┌─ Selection

Women remain disproportionately under-represented among innovators and start-up entrepreneurs and hold less than 10% of patent applications[[She Figures 2018, DG Research and Innovation, European Commission: https://ec.europa.eu/info/publications/she-figures-2018_en]], while the integration of the gender dimension into product design, technologies and innovations in general, remains very limited despite its potential for opening new markets and its core importance for solving global challenges and European priorities. Moreover, a positive correlation between the European Innovation Scoreboard and the Gender Equality Index has been reported, and a higher proportion of research organisations with a gender equality plan in a given country is similarly correlated with a higher Innovation Score[[https://genderaction.eu/the-higher-a-country-scores-on-gender-equality-the-higher-its-innovation-potential/]].

└─

## [Direction 1]
Summarize the passage on women in innovation in two sentences.
## [Direction 2]
According to the passage on women in innovation, what share of patent applications do women hold?
## [Direction 3]
Write the next part of the passage on women in innovation, picking up after its final sentence.

┌─ Information given

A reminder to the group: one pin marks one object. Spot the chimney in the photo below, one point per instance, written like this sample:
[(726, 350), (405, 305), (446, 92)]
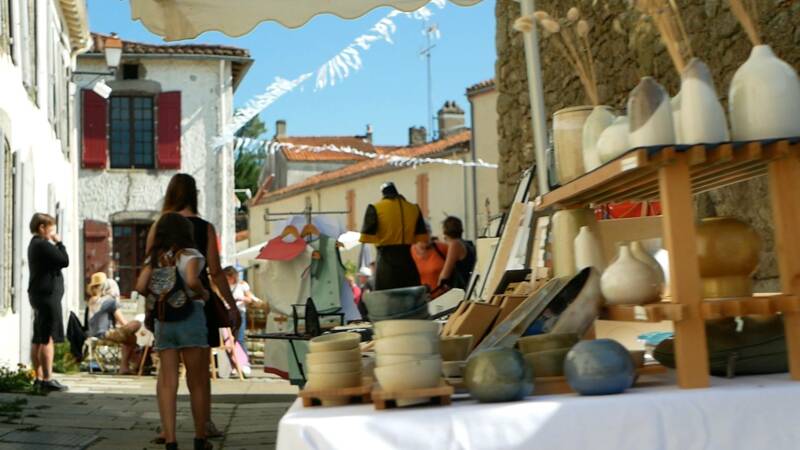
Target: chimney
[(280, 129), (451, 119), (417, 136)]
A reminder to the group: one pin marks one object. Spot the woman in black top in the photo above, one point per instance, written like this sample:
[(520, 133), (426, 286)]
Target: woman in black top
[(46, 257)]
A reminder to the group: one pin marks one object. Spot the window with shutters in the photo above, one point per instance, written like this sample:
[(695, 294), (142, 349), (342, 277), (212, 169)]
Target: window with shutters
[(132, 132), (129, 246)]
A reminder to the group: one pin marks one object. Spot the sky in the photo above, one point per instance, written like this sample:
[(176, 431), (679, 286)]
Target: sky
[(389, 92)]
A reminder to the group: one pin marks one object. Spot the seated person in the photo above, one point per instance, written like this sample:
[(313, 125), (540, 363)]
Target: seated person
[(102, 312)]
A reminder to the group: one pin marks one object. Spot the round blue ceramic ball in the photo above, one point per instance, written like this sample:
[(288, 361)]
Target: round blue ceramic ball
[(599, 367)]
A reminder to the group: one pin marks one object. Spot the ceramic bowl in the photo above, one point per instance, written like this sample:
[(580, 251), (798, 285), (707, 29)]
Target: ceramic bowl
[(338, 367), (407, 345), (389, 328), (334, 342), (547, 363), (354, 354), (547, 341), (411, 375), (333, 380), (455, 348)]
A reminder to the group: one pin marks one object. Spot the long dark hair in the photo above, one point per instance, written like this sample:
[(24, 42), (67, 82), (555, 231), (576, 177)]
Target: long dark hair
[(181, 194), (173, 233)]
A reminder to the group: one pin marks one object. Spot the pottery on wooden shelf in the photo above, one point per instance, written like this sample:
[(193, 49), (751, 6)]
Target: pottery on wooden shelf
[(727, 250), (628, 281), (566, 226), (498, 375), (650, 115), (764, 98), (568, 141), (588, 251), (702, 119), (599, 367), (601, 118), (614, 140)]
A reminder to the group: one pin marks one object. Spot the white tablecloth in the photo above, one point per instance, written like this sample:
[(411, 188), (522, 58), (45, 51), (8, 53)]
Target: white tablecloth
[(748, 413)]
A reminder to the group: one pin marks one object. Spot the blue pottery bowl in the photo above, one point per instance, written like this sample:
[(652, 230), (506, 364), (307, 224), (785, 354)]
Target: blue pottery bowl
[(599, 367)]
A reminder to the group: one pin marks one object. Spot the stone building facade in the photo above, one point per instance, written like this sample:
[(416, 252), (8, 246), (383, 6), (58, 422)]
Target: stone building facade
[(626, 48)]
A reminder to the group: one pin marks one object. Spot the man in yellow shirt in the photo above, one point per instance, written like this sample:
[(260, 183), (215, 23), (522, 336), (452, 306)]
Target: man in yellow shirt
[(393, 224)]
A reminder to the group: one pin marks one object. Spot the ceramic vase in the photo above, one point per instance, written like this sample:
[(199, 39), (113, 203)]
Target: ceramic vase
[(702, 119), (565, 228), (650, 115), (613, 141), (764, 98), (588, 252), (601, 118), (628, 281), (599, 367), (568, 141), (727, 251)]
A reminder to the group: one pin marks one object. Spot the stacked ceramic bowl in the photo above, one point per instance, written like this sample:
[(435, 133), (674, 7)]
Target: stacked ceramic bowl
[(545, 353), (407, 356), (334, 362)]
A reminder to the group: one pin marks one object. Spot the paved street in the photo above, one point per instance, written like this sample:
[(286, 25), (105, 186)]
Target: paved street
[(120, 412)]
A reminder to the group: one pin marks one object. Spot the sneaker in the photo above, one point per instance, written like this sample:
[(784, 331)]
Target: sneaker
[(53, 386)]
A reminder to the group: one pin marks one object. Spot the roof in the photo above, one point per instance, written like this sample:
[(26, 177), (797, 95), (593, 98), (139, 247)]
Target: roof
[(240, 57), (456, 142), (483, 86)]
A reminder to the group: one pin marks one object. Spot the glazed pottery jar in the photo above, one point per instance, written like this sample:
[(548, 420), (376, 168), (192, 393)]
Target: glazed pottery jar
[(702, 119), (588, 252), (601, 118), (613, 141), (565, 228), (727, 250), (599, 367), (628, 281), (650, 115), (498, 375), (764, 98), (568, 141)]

└─

## [Answer 1]
Women are heavily under-represented among innovators and start-up entrepreneurs, holding less than 10% of patent applications, and the gender dimension is still rarely built into product design, technologies and innovations despite its potential to open new markets and its importance for global challenges and European priorities. A positive correlation has been reported between the European Innovation Scoreboard and the Gender Equality Index, and countries where more research organisations have a gender equality plan also tend to have a higher Innovation Score.

## [Answer 2]
Less than 10%.

## [Answer 3]
A “Living Lab” will be put in place, gathering innovators as well as social science and gender scholars to investigate and generate new and disruptive ideas to promote women innovators and develop gender-responsive innovation. This novel knowledge and collaboration scheme will build on projects and actions supported under Horizon 2020, including the EU Prize for Women Innovators and its network of awardees, project GENDERACTION, recommendations from the Horizon 2020 Expert Group to update and expand “Gendered Innovations/Innovation through Gender”[[https://ec.europa.eu/info/news/gendered-innovations-2-2020-nov-24_en]] and outputs of projects funded under the SwafS-26-2020 (Innovators of the future: bridging the gender gap) topic. It will also complement initiatives led by the European Innovation Council, as well as EIT-led activities aimed at supporting women-led innovation.

Proposals are expected to address the following:

  • Establish a sustainable learning and collaboration hub between various innovation ecosystem actors, including, e.g. women innovators, social innovators, education institutions, science and technology museums, foundations, start-ups and larger companies, as well as social science researchers and gender scholars from a variety of scientific disciplines.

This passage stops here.